Exercise set>
A: Reproduce the part of the passage on China's pollution that opens with the words "China’s problem has" and closes with "passed that level.".
B: Extract every line of the listing that contains the word "pepper".

China is choking on its own success. The economy is on a historic run, posting a succession of double-digit growth rates. But the growth derives, now more than at any time in the recent past, from a staggering expansion of heavy industry and urbanization that requires colossal inputs of energy, almost all from coal, the most readily available, and dirtiest, source. “It is a very awkward situation for the country because our greatest achievement is also our biggest burden,” says Wang Jinnan, one of China’s leading environmental researchers. “There is pressure for change, but many people refuse to accept that we need a new approach so soon.”

China’s problem has become the world’s problem. Sulfur dioxide and nitrogen oxides spewed by China’s coal-fired power plants fall as acid rain on Seoul, South Korea, and Tokyo. Much of the particulate pollution over Los Angeles originates in China, according to the Journal of Geophysical Research. More pressing still, China has entered the most robust stage of its industrial revolution, even as much of the outside world has become preoccupied with global warming. Experts once thought China might overtake the United States as the world’s leading producer of greenhouse gases by 2010, possibly later. Now, the International Energy Agency has said China could become the emissions leader by the end of this year, and the Netherlands Environment Assessment Agency said China had already passed that level.

[Dataset excerpts about pointing at objects]
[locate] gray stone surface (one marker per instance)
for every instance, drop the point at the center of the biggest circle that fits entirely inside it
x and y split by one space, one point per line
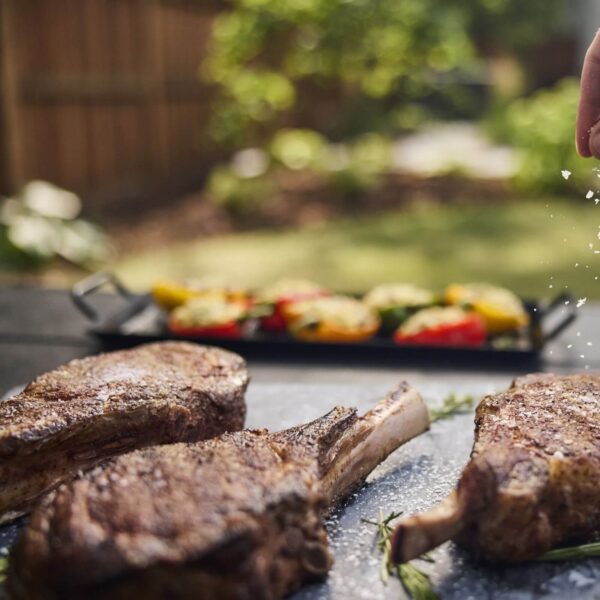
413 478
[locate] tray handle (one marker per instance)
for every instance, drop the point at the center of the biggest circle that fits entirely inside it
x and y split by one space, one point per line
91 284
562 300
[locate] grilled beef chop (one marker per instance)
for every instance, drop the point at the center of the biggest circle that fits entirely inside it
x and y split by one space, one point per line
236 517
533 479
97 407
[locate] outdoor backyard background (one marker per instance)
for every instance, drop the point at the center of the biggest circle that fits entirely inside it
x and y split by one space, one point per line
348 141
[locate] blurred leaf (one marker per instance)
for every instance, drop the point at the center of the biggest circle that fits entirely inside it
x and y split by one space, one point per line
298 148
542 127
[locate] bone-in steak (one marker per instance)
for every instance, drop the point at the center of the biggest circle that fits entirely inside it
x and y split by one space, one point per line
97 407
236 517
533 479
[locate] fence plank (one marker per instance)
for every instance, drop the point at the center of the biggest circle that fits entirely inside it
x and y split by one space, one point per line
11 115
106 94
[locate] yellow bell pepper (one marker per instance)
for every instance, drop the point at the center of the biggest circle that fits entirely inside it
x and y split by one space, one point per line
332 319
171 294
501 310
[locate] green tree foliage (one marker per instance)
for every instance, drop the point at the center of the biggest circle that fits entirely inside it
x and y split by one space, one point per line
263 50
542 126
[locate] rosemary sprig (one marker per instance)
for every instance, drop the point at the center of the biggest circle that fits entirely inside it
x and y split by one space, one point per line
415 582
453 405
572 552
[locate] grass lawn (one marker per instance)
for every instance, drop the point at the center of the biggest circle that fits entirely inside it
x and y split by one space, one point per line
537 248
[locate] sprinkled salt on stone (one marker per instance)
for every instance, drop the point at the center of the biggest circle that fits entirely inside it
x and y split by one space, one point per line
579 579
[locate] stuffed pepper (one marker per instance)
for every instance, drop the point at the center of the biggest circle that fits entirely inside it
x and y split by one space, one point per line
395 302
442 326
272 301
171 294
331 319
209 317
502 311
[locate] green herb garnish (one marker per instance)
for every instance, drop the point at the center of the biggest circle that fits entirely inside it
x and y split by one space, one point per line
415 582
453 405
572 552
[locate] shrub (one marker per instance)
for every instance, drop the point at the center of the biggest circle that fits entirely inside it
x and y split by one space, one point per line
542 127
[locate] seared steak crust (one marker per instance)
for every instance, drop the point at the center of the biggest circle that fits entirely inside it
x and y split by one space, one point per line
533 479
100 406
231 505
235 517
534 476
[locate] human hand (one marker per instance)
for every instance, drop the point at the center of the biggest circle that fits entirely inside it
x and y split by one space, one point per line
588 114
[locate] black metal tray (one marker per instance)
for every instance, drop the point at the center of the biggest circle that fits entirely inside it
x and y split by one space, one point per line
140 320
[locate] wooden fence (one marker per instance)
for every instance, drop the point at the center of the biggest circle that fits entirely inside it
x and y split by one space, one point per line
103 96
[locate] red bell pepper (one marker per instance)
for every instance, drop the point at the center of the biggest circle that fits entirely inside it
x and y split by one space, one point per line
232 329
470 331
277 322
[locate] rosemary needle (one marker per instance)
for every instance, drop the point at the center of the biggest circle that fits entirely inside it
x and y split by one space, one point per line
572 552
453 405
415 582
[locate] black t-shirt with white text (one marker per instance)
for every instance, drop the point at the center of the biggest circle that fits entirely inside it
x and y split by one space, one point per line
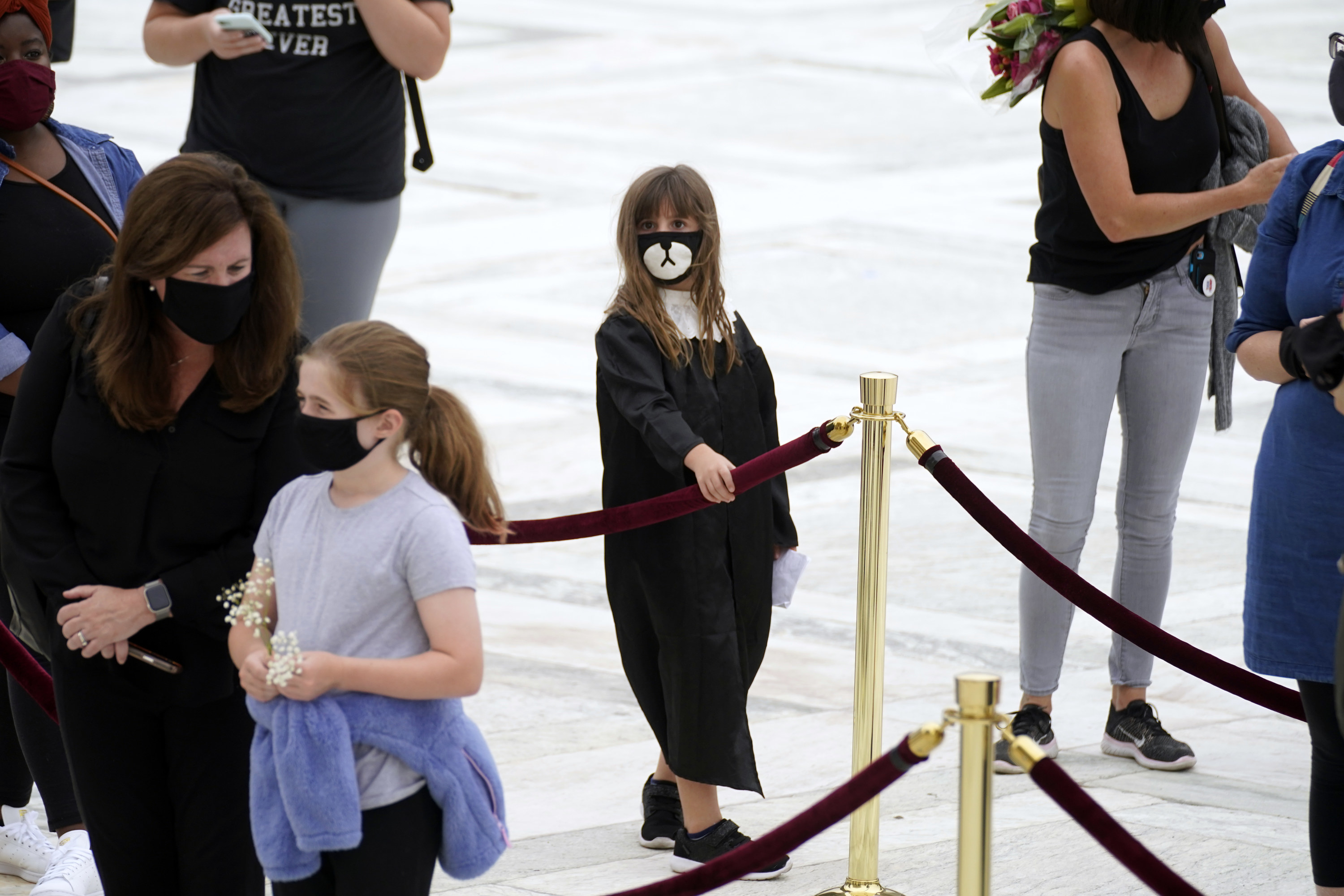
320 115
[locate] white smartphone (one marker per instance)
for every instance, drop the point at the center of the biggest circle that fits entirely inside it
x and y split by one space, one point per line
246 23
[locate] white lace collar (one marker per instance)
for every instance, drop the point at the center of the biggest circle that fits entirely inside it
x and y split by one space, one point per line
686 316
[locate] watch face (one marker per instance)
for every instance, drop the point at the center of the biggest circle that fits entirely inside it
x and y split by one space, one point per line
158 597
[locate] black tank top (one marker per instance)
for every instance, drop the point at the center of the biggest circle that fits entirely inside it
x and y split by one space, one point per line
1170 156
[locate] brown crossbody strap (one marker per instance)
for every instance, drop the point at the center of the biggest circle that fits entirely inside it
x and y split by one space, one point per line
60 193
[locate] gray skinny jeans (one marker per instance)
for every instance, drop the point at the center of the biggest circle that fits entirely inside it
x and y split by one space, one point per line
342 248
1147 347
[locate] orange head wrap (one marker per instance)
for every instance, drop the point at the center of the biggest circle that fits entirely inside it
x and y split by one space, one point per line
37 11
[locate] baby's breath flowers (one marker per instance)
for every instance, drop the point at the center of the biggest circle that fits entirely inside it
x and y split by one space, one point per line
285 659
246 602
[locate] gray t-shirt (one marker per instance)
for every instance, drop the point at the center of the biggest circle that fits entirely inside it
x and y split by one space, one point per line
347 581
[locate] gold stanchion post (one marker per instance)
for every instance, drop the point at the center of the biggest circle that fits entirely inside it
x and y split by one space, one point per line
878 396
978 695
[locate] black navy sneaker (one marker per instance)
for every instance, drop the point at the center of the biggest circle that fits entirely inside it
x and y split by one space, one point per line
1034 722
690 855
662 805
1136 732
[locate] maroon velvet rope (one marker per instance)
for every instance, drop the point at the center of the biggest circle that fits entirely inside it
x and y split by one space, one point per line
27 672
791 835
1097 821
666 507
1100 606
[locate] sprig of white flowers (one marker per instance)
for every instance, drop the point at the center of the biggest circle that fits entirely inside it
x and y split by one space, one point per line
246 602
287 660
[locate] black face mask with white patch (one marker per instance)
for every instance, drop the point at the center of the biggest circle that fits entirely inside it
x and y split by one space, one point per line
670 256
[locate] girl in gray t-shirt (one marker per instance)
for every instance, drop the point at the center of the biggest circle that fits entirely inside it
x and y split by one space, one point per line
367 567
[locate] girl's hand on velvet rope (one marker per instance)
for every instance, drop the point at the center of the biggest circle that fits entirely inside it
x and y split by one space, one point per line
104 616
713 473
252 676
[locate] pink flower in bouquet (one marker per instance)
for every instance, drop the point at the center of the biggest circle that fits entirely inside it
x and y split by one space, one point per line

Answer set>
A:
China’s problem has become the world’s problem. Sulfur dioxide and nitrogen oxides spewed by China’s coal-fired power plants fall as acid rain on Seoul, South Korea, and Tokyo. Much of the particulate pollution over Los Angeles originates in China, according to the Journal of Geophysical Research. More pressing still, China has entered the most robust stage of its industrial revolution, even as much of the outside world has become preoccupied with global warming. Experts once thought China might overtake the United States as the world’s leading producer of greenhouse gases by 2010, possibly later. Now, the International Energy Agency has said China could become the emissions leader by the end of this year, and the Netherlands Environment Assessment Agency said China had already passed that level.

B:
[locate] yellow bell pepper (one marker per instance)
[locate] stuffed pepper (one marker per instance)
[locate] red bell pepper (one marker per instance)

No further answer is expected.